**YOUR OBJECTIVE**
Copy the lines of the listing below word for word, starting at the line containing "Note to the class: we label each instance of the grey" and ending at the line containing "pixel 40 148", with both of those lines included. Leave the pictures out of your copy.
====
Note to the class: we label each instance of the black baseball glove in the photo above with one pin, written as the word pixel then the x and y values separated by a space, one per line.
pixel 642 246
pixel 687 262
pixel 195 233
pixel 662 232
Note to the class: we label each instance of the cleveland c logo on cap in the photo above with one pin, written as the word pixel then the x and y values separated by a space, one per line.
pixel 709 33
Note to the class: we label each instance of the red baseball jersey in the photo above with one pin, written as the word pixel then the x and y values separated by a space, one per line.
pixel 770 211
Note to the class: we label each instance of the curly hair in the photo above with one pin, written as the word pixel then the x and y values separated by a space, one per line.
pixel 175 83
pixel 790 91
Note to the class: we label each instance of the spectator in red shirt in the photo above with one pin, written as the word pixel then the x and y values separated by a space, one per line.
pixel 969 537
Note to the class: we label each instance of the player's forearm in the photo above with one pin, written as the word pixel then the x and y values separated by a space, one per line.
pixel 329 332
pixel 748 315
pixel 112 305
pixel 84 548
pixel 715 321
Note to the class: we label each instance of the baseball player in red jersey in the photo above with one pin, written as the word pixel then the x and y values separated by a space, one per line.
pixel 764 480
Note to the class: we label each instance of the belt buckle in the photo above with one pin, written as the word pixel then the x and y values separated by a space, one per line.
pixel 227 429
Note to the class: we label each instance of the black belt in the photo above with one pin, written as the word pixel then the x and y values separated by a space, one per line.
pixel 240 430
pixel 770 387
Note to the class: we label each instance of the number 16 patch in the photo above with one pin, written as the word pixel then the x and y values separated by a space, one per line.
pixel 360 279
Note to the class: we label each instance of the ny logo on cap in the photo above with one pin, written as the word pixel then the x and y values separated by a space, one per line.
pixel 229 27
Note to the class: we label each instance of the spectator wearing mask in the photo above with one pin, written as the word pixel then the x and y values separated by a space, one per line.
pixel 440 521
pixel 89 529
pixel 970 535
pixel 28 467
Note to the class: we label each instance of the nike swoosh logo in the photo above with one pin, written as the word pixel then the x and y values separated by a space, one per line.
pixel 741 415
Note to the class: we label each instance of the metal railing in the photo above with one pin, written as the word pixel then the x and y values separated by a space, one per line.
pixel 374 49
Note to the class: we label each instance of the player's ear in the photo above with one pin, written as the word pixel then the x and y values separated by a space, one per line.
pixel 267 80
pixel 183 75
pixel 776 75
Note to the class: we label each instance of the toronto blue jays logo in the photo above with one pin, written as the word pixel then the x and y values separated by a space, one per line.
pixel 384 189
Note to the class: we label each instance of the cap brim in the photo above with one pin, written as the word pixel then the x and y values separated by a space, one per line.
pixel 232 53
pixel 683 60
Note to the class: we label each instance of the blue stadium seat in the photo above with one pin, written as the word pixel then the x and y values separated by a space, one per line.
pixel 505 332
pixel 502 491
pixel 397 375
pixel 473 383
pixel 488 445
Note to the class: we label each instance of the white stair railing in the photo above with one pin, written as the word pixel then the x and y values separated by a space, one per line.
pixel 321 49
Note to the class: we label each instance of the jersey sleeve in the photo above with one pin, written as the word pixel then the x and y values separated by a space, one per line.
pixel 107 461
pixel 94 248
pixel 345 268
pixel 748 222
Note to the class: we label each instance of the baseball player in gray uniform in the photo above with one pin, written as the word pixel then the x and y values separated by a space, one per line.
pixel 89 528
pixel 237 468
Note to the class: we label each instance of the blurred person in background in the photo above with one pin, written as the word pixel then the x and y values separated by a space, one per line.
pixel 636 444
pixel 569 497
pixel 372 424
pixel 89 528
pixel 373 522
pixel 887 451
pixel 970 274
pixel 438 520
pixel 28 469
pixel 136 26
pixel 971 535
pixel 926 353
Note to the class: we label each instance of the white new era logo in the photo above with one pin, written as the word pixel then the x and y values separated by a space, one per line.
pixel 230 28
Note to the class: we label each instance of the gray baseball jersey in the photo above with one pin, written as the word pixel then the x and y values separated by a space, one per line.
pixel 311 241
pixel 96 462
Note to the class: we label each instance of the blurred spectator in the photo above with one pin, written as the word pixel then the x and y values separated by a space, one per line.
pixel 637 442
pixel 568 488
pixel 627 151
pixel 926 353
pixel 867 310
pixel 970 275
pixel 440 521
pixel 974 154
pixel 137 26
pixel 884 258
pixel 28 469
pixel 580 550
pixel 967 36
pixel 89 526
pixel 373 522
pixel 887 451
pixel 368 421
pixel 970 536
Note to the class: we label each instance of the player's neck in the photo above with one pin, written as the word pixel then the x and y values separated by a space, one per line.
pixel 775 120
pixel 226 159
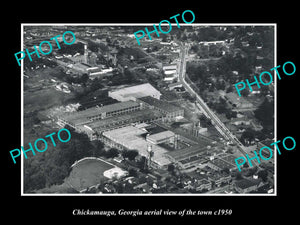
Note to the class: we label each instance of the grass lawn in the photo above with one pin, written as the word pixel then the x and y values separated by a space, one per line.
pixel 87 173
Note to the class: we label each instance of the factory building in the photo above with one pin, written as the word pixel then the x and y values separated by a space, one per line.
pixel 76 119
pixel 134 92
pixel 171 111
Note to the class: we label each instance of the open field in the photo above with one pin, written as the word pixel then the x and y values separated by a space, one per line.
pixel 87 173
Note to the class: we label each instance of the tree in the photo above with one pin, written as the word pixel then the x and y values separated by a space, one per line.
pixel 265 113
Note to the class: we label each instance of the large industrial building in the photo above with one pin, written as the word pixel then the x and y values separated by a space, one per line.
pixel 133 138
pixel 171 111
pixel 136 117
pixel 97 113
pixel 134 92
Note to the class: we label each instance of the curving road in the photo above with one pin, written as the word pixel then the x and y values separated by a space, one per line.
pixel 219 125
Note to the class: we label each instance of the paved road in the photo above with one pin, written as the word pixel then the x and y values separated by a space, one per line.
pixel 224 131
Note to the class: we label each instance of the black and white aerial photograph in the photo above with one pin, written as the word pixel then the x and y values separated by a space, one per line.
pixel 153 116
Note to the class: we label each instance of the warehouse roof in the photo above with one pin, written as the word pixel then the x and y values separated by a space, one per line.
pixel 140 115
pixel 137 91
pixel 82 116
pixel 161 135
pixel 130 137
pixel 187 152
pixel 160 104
====
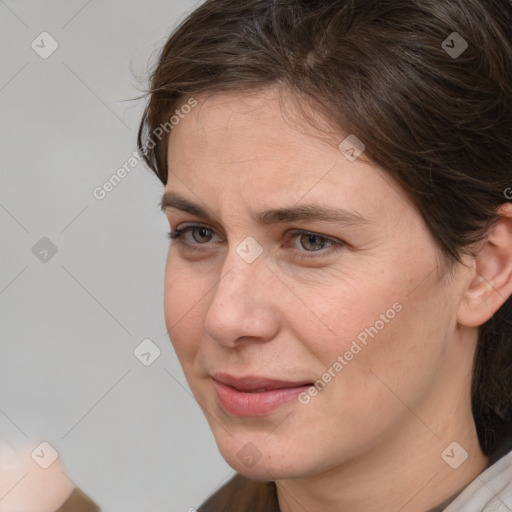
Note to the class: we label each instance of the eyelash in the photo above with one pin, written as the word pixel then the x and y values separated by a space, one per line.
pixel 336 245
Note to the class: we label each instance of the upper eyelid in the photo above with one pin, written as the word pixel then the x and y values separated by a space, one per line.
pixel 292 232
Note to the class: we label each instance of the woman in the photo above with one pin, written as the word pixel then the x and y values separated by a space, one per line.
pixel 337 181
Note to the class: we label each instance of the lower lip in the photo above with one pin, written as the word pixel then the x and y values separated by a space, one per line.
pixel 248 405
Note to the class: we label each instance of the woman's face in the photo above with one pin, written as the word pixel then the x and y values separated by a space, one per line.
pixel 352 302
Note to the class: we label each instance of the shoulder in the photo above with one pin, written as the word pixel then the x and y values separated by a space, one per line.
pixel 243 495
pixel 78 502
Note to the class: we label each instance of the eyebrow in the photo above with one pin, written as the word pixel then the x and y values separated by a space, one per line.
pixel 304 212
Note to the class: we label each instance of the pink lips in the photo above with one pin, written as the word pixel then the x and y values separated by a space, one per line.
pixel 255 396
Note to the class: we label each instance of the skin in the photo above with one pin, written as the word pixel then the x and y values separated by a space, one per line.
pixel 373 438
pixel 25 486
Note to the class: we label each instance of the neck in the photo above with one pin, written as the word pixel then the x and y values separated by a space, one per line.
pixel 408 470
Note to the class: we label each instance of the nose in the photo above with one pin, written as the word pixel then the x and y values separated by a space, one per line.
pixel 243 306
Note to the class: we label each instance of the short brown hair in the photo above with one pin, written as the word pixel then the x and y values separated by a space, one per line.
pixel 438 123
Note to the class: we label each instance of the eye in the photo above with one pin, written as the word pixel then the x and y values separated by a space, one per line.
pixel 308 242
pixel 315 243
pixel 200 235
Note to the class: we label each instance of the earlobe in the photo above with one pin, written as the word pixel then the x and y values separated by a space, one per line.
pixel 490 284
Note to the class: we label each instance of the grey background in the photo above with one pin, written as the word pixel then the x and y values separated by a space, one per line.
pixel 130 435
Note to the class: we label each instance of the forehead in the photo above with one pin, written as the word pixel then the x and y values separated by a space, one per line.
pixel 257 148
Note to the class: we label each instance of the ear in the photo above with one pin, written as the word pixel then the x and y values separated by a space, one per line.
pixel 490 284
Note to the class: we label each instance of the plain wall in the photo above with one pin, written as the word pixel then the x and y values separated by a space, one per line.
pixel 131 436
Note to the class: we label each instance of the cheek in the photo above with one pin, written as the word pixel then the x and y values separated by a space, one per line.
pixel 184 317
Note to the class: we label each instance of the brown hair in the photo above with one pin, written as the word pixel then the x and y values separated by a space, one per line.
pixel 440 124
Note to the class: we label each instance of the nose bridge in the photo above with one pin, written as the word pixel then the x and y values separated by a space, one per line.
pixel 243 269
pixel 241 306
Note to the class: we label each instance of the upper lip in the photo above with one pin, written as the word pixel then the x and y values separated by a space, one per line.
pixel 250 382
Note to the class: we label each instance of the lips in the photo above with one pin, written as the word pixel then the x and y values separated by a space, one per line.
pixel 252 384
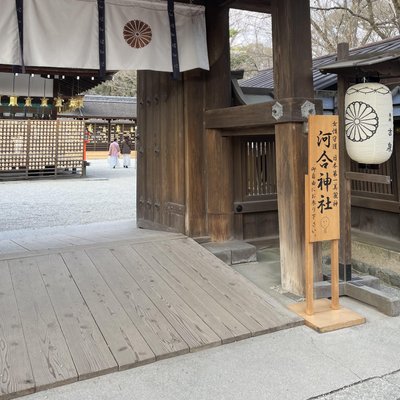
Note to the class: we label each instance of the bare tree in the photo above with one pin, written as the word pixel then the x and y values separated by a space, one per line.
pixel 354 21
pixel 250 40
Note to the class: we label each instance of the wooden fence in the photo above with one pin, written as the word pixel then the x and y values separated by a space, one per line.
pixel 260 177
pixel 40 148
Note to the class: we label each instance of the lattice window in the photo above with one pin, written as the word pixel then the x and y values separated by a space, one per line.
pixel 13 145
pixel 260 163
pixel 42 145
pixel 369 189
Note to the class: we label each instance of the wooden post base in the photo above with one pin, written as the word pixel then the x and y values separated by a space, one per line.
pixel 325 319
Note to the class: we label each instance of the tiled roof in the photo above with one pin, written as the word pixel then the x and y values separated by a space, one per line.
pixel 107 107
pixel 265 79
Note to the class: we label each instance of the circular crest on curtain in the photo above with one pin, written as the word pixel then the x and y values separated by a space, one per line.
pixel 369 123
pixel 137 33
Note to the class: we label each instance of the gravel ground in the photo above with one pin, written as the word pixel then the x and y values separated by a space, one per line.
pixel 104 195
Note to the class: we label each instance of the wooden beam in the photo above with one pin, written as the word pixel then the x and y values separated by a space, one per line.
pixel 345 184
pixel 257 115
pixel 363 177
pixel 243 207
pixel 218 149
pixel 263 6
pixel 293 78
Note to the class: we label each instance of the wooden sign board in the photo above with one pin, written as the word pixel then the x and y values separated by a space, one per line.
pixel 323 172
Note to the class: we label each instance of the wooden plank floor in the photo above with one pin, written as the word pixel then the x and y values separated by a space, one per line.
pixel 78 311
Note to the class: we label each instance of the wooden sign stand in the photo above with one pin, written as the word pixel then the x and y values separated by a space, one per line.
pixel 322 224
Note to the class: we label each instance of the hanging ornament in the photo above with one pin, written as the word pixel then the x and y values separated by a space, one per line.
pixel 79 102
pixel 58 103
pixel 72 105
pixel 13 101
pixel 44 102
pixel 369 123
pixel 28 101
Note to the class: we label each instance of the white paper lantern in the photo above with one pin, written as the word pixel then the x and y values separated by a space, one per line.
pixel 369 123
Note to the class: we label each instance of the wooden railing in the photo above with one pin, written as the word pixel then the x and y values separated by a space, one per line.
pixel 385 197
====
**ANSWER FOR THE TASK**
Note to the class: we label each instance of the grey background in the photo above with one pin, written as the word pixel then the x and y values separated by a space, one per line.
pixel 130 435
Note to the class: we label each instance of the forehead in the photo above with one pin, written as the word pixel then the x and y values separated by a space, one per line.
pixel 257 148
Note to the class: we label each instance of the ear in the photo above with one pin, written as the word pixel then the x and y values separated by a space, one per line.
pixel 490 284
Note to the class: we label each instance of the plain wall in the photo above with one pin, written as the word pixel then the x and y values separated by a space, one per line.
pixel 131 436
Note to the class: we label each instance of the cheek in the photo above with one pin, written as the word pixel then the x and y values separated by a space, one per line.
pixel 184 317
Note to the class: we label each instance of the brown hair in the photo above with one pin, written as the word pixel then the x and y values separated by a space, one per line.
pixel 440 124
Note to the class: we label each instance of the nose bridge in the photo above with one pin, written as the word pixel then the x and y values separated by a space, one per line.
pixel 243 269
pixel 241 306
Note to the class: we label each instance of the upper lip in the photo above with one pin, written as the word pixel then the x and y values separated by a space, one per line.
pixel 250 382
Note to the class: we label each instance of the lips in the photo above with one pin, written as the word pixel then the x and y values separated by a space, one per line.
pixel 252 384
Note to the class: we label each instance of the bare tree in the photo above with one pin, written as the word pixel then the x and y values separated by a space, one per line.
pixel 354 21
pixel 250 40
Note to the class: we label each instance of the wooden fence in the photo above with one pin, written as the word pixel then the x and y values separated by a space, one per line.
pixel 260 177
pixel 40 148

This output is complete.